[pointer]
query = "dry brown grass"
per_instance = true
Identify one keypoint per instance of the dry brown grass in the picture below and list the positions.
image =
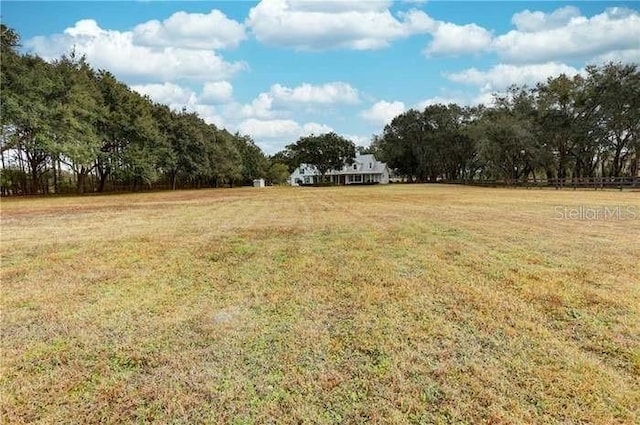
(396, 304)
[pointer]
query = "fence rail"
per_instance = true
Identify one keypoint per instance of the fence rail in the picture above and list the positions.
(596, 183)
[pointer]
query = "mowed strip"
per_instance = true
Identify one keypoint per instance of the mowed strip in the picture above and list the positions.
(400, 303)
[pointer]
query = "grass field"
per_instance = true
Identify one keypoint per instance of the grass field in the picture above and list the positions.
(381, 304)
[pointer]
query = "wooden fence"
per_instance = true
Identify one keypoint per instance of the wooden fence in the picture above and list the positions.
(596, 183)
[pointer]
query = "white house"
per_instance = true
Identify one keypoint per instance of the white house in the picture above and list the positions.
(366, 169)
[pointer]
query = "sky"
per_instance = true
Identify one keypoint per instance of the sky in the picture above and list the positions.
(277, 70)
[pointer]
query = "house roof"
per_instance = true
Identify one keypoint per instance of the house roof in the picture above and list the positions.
(362, 167)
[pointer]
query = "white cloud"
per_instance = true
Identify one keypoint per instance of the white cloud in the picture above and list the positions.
(216, 92)
(117, 52)
(280, 128)
(528, 21)
(562, 35)
(167, 93)
(452, 39)
(358, 140)
(209, 114)
(335, 92)
(438, 100)
(624, 56)
(260, 107)
(502, 76)
(314, 25)
(191, 30)
(383, 112)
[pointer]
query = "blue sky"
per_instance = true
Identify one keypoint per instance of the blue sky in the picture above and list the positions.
(280, 69)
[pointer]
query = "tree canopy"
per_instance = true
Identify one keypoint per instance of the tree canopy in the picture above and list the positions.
(68, 127)
(567, 127)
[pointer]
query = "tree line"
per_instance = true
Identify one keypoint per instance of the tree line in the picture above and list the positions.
(69, 128)
(577, 127)
(66, 127)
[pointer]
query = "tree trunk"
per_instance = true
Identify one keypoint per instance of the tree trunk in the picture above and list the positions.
(82, 180)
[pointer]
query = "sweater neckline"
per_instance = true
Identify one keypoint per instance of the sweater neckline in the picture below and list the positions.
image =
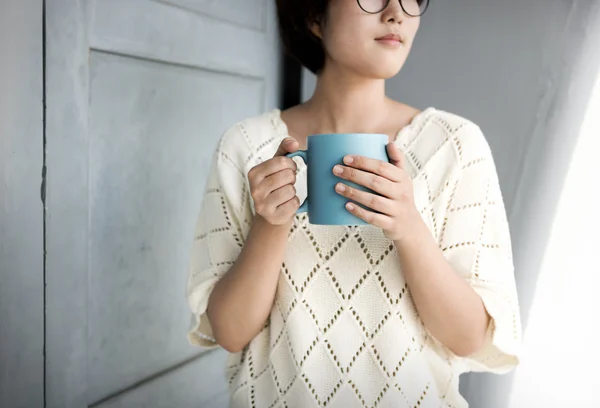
(401, 136)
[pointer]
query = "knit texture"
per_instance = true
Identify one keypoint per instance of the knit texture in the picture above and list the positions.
(343, 330)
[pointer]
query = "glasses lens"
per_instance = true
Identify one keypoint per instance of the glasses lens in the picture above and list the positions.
(372, 6)
(414, 8)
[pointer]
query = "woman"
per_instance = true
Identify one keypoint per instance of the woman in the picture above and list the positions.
(389, 314)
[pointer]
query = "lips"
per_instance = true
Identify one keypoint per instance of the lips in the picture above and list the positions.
(390, 37)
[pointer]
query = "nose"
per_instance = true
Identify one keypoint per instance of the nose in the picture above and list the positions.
(393, 13)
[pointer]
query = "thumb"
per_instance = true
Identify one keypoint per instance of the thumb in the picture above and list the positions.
(395, 155)
(287, 145)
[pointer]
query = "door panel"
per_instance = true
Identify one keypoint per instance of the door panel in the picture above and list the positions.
(138, 94)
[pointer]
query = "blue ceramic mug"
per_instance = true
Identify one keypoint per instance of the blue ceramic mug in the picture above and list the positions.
(324, 151)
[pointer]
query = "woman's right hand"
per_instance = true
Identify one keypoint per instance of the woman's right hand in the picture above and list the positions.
(272, 185)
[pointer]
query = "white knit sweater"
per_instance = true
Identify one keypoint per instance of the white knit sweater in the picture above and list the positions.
(343, 330)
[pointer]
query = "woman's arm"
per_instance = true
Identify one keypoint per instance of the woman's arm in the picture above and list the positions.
(446, 303)
(241, 301)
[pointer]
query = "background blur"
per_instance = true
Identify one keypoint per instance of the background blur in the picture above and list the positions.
(110, 111)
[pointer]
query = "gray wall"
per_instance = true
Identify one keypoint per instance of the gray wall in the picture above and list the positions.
(21, 209)
(523, 71)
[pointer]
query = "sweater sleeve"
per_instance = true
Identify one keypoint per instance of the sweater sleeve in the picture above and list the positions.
(220, 233)
(475, 239)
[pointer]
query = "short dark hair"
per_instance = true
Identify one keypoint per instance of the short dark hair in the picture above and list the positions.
(295, 18)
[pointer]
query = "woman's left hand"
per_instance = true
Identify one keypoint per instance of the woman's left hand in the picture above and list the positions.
(395, 205)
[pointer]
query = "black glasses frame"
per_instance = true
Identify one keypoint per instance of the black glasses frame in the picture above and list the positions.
(387, 3)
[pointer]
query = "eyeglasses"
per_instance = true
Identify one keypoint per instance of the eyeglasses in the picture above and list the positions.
(413, 8)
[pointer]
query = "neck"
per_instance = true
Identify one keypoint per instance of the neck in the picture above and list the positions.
(344, 102)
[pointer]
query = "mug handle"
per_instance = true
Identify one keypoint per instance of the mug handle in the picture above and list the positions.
(303, 154)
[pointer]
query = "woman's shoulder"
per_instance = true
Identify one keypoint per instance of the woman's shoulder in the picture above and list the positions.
(433, 131)
(250, 136)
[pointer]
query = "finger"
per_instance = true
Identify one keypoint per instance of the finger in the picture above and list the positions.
(381, 168)
(373, 201)
(287, 145)
(375, 219)
(395, 155)
(281, 196)
(279, 163)
(278, 180)
(374, 182)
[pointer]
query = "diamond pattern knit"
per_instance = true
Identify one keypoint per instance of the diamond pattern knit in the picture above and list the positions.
(343, 330)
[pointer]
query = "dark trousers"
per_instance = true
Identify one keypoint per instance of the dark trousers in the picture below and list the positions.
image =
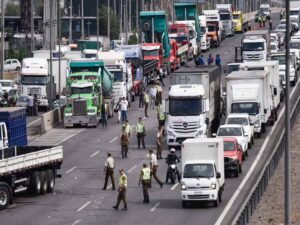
(145, 184)
(141, 137)
(109, 173)
(146, 108)
(154, 171)
(122, 197)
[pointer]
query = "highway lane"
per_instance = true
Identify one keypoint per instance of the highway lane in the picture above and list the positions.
(78, 198)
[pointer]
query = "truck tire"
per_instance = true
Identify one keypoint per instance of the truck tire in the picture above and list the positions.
(50, 180)
(35, 183)
(5, 197)
(44, 183)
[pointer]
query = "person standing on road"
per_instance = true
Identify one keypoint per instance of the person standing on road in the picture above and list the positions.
(140, 133)
(122, 190)
(124, 141)
(146, 101)
(109, 171)
(153, 167)
(124, 109)
(145, 180)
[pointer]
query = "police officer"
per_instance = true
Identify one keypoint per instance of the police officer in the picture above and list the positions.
(140, 133)
(145, 180)
(122, 190)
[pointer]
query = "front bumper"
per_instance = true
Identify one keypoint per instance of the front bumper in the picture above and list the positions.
(86, 120)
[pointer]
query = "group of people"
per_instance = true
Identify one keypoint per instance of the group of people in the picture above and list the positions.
(210, 60)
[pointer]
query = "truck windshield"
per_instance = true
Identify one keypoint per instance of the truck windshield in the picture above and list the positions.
(151, 52)
(198, 171)
(252, 108)
(33, 80)
(185, 107)
(225, 16)
(81, 90)
(254, 46)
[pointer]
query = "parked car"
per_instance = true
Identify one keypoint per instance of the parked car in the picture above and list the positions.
(244, 120)
(233, 156)
(233, 130)
(12, 64)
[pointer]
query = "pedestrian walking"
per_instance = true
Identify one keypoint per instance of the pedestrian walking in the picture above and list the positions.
(124, 142)
(122, 190)
(153, 92)
(109, 171)
(146, 102)
(159, 142)
(140, 133)
(153, 167)
(141, 99)
(145, 180)
(124, 109)
(104, 111)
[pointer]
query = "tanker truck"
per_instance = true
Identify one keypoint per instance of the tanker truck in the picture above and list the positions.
(89, 84)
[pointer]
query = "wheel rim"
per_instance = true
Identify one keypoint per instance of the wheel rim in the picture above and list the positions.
(3, 198)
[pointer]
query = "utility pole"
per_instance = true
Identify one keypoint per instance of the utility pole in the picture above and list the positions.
(32, 26)
(71, 22)
(2, 39)
(82, 21)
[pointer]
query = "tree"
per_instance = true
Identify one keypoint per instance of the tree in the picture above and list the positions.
(12, 9)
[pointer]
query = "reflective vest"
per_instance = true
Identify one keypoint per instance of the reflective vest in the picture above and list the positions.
(140, 128)
(123, 181)
(146, 173)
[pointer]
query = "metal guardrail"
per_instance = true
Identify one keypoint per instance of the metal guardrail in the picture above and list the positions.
(250, 203)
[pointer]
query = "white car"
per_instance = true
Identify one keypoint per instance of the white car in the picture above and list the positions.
(12, 64)
(237, 131)
(244, 120)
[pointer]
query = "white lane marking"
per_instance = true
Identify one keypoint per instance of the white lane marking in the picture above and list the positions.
(72, 135)
(112, 140)
(174, 186)
(154, 207)
(131, 169)
(76, 222)
(70, 170)
(242, 184)
(82, 207)
(95, 153)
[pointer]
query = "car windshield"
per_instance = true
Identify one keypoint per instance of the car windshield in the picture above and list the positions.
(252, 108)
(237, 120)
(198, 171)
(81, 90)
(185, 107)
(32, 80)
(254, 46)
(295, 45)
(229, 131)
(229, 146)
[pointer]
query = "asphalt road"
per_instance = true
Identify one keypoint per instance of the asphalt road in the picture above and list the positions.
(79, 198)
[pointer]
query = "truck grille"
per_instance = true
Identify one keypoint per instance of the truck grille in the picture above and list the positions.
(79, 107)
(198, 196)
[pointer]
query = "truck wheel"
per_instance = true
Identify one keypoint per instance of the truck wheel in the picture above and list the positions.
(44, 183)
(50, 180)
(35, 183)
(4, 197)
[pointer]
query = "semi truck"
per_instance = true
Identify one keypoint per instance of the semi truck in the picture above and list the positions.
(187, 13)
(251, 92)
(193, 105)
(24, 168)
(89, 85)
(155, 32)
(225, 12)
(203, 177)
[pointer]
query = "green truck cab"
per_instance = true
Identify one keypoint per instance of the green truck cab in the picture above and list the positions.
(89, 83)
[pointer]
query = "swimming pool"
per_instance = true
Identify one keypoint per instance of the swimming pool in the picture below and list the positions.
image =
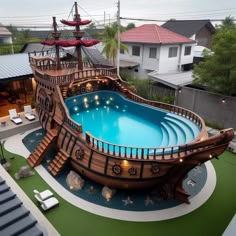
(112, 118)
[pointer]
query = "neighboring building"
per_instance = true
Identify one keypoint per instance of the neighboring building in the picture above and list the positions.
(199, 30)
(154, 48)
(5, 35)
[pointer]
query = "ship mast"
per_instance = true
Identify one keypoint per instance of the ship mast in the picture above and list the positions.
(56, 35)
(78, 35)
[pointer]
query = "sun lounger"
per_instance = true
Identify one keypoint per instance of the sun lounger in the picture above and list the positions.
(41, 196)
(49, 203)
(28, 112)
(14, 117)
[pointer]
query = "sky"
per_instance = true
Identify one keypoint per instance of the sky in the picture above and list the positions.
(39, 13)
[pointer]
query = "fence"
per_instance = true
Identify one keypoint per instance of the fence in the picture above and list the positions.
(217, 110)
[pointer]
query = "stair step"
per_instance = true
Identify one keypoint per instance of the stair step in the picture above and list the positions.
(20, 226)
(32, 232)
(13, 216)
(2, 181)
(11, 205)
(5, 197)
(4, 188)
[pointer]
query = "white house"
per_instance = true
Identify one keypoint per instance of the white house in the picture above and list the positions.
(5, 35)
(154, 48)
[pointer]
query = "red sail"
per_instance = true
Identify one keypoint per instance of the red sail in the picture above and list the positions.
(70, 43)
(75, 23)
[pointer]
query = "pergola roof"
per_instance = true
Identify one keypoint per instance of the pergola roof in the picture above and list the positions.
(15, 66)
(173, 80)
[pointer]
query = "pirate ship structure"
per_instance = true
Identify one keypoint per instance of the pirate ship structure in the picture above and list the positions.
(111, 167)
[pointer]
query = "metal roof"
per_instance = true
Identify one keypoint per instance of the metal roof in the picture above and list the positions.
(128, 64)
(173, 80)
(4, 31)
(188, 27)
(154, 34)
(15, 66)
(15, 219)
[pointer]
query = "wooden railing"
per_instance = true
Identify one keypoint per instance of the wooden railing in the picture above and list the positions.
(158, 154)
(74, 76)
(67, 120)
(146, 153)
(128, 152)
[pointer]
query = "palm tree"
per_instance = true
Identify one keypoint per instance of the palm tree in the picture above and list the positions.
(110, 42)
(227, 23)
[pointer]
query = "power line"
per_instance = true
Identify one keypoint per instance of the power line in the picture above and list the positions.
(138, 19)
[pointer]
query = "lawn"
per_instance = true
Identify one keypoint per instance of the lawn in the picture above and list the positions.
(210, 219)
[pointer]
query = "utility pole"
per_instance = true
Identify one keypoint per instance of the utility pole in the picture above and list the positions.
(104, 18)
(118, 39)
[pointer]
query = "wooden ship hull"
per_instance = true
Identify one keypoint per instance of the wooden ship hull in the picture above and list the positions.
(164, 171)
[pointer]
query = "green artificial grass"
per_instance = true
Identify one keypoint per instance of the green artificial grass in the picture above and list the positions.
(210, 219)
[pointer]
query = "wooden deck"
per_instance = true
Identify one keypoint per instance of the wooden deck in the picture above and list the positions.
(8, 128)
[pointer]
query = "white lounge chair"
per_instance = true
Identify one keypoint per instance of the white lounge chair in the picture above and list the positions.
(28, 112)
(41, 196)
(14, 117)
(49, 203)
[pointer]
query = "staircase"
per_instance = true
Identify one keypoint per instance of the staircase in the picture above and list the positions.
(15, 219)
(64, 92)
(37, 155)
(57, 164)
(120, 86)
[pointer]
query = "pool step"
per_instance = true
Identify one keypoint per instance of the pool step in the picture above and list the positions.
(179, 133)
(38, 154)
(192, 126)
(171, 134)
(58, 162)
(189, 135)
(165, 137)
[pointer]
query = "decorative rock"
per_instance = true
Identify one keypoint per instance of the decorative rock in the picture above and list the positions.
(74, 181)
(108, 193)
(24, 172)
(7, 166)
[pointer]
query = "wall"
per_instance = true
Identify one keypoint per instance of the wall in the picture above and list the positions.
(162, 63)
(6, 39)
(204, 37)
(209, 106)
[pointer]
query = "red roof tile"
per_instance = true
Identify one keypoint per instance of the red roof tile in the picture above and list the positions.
(151, 33)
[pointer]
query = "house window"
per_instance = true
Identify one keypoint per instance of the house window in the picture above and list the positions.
(173, 52)
(187, 50)
(135, 50)
(152, 53)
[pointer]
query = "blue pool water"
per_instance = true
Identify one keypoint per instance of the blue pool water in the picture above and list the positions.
(112, 118)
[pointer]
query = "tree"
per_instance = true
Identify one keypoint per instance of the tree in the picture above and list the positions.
(227, 23)
(218, 71)
(111, 43)
(130, 26)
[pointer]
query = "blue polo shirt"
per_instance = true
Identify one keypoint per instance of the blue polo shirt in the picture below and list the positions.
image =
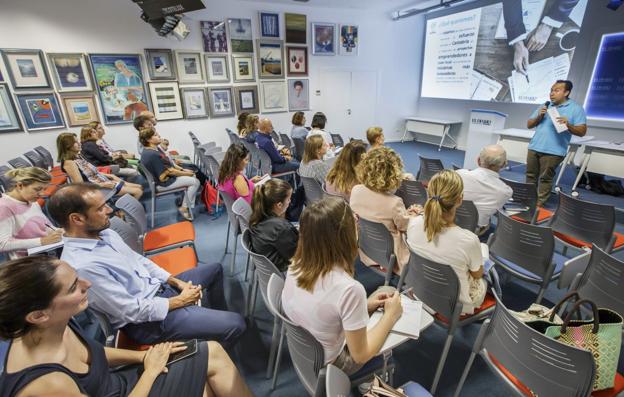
(547, 139)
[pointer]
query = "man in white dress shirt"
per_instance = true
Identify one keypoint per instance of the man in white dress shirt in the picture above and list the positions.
(483, 186)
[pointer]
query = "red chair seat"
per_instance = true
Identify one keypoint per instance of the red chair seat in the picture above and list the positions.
(169, 235)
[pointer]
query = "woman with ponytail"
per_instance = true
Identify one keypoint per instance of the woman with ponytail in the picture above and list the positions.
(271, 234)
(436, 237)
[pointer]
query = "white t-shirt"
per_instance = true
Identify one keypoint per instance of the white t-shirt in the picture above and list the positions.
(453, 246)
(336, 304)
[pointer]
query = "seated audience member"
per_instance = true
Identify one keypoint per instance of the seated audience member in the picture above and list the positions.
(343, 174)
(80, 170)
(47, 353)
(232, 179)
(321, 295)
(165, 175)
(99, 157)
(298, 130)
(483, 186)
(312, 164)
(22, 223)
(436, 237)
(381, 174)
(279, 162)
(271, 234)
(135, 294)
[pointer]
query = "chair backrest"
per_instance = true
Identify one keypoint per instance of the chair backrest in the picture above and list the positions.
(584, 220)
(467, 216)
(528, 246)
(428, 168)
(544, 365)
(412, 192)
□ □ □ □ □
Count the lines in the records above that contain the string "police", treating uppercase and lowercase letters as different. Give only the number.

#### EXERCISE RESPONSE:
2